Extracted text:
The Akron Beacon-Journal recently ran this op-ed on Issue 3's downsides.
COLUMBUS: On Nov. 8, Ohioans will vote on three ballot initiatives. While Issue 2 has soaked up media attention (and television ad dollars), Issue 3 would, if passed, have a profound — and profoundly negative — impact on Ohio consumers, public health, and even the state’s ability to govern itself.
Also known as the “Ohio Healthcare Freedom Amendment”, Issue 3 is a Tea Party-inspired amendment to the Ohio Constitution ostensibly aimed at preventing the implementation of the so-called “individual mandate” in the Affordable Care Act, or what opponents derisively call “Obamacare.”
Since the fate of the ACA’s individual mandate will be decided in the federal courts — and since Article VI of the U.S. Constitution stipulates that federal law takes precedence over state law — it is tempting to conclude that whatever happens with Issue 3 will be meaningless.
Nothing could be further from the truth.
Because while the authors of Issue 3 may have been aiming at “Obamacare,” their amendment is so ambiguous, broadly worded and sloppily written that it could ban, freeze in place and prohibit any future changes to dozens of already existing Ohio laws, rules and reporting requirements on which Ohioans depend to keep us safe and healthy.
Moreover, the ambiguous language of Issue 3 would virtually ensure an avalanche of litigation. While this might be welcome news to legions of lawyers, the rest of us would be saddled with millions of dollars in unnecessary legal expenses.
Nor are these dire predictions ones that I and my organization have reached on our own. Two distinguished law professors, Maxwell Mehlman and Jessie Hill of the Case Western Reserve University School of Law, recently joined Innovation Ohio in analyzing Issue 3 and its likely impact on Ohio law, regulation, and practice. That study, entitled “Bad Medicine: Unintended Consequences of Ohio’s Issue 3”, can be accessed at www.innovationohio.org.

Tasks to carry out:
1. In the op-ed on Issue 3, why might a reader be tempted to conclude that the outcome of the vote on Issue 3 will be meaningless?
2. According to the op-ed on Issue 3, on what would Issue 3 have a profound and profoundly negative impact if passed? List every one named.
3. Reproduce everything in the op-ed on Issue 3 from "Since the fate" down to "safe and healthy.".

Source material:
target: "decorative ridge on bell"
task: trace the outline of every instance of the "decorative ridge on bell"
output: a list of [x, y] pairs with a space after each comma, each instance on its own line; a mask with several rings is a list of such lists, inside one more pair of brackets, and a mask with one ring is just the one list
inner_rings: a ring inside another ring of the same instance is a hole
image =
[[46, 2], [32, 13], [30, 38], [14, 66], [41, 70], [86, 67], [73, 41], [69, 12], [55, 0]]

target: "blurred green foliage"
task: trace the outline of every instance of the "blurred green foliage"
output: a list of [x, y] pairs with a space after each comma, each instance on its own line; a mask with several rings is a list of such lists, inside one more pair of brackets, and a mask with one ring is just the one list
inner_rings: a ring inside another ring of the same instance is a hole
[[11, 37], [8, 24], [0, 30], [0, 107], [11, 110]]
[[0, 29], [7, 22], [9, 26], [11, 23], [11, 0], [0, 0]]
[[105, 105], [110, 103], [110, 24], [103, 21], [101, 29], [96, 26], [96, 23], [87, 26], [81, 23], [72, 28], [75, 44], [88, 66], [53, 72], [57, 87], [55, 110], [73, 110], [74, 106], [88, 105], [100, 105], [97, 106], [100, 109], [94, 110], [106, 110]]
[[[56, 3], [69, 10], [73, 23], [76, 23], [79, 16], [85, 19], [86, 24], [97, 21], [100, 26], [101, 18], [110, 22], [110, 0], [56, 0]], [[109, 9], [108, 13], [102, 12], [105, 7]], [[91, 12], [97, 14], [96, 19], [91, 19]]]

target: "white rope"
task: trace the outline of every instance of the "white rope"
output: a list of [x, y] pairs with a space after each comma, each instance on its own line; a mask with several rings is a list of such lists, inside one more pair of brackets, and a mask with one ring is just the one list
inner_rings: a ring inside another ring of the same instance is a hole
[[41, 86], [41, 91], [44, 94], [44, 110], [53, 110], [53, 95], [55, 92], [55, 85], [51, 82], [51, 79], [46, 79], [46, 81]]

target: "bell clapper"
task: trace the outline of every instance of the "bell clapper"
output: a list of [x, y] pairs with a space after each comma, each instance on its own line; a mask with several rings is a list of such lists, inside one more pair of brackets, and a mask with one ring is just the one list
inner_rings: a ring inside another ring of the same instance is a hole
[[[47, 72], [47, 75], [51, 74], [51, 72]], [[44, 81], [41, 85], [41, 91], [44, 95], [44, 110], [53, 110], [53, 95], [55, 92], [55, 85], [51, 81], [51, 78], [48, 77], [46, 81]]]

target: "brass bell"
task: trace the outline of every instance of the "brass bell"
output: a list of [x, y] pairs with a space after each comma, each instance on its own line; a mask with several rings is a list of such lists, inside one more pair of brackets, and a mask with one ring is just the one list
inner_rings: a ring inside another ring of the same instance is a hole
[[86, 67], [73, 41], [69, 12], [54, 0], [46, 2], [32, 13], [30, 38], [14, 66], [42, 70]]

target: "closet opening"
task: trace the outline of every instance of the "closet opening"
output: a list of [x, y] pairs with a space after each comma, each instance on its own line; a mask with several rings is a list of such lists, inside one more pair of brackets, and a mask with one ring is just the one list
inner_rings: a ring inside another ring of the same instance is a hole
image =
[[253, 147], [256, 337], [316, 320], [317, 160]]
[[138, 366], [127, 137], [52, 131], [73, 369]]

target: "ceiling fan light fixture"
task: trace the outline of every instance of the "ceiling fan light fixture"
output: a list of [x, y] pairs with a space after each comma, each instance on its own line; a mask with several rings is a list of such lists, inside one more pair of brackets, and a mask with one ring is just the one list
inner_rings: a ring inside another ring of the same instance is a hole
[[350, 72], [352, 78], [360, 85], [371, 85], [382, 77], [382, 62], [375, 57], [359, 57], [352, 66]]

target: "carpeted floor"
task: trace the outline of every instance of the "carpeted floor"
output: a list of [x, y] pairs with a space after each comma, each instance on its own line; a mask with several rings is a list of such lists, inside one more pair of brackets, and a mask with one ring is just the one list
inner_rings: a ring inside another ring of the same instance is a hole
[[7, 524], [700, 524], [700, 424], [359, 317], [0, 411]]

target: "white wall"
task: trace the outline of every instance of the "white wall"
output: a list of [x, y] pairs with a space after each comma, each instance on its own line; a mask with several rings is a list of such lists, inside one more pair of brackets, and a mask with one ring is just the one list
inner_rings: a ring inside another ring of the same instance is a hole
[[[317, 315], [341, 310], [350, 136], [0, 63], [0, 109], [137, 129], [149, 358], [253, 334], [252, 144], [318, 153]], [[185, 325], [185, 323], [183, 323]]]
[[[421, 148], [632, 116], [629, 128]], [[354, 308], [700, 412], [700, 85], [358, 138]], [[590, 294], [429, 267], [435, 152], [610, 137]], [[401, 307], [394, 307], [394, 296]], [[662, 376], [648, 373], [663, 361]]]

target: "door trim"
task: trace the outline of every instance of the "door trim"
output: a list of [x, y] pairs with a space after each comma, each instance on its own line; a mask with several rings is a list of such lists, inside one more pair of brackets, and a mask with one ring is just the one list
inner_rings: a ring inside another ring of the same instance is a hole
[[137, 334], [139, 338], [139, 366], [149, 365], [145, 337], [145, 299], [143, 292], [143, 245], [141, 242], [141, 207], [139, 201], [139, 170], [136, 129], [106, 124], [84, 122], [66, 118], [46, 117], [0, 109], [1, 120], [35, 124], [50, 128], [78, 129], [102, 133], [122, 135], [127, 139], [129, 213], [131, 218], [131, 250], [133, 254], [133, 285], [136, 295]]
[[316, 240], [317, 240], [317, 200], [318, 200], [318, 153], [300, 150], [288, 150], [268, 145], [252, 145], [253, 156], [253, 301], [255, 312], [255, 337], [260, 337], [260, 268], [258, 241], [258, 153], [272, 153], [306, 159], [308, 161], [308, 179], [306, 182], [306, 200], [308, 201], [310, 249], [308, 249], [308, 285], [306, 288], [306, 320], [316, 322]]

Exercise responses:
1. The fate of the Affordable Care Act's individual mandate will be decided in the federal courts. Article VI of the U.S. Constitution stipulates that federal law takes precedence over state law.

2.
- Ohio consumers
- public health
- the state's ability to govern itself

3.
Since the fate of the ACA’s individual mandate will be decided in the federal courts — and since Article VI of the U.S. Constitution stipulates that federal law takes precedence over state law — it is tempting to conclude that whatever happens with Issue 3 will be meaningless.
Nothing could be further from the truth.
Because while the authors of Issue 3 may have been aiming at “Obamacare,” their amendment is so ambiguous, broadly worded and sloppily written that it could ban, freeze in place and prohibit any future changes to dozens of already existing Ohio laws, rules and reporting requirements on which Ohioans depend to keep us safe and healthy.